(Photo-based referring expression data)
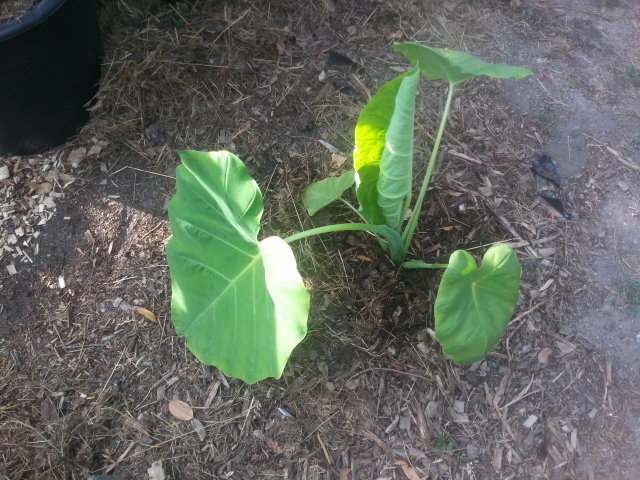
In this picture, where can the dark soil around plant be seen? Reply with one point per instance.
(87, 381)
(15, 8)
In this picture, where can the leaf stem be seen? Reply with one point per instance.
(413, 220)
(396, 248)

### PROBLEM DETAILS
Quote the data exactly, leaving every image out of the copy.

### WRITTEN RESPONSE
In this picture, where can the dark soil around plant be seen? Reply with one point per instance.
(87, 381)
(15, 8)
In this picture, where can the leaf stem be seen? Reply with one point per instance.
(413, 220)
(396, 248)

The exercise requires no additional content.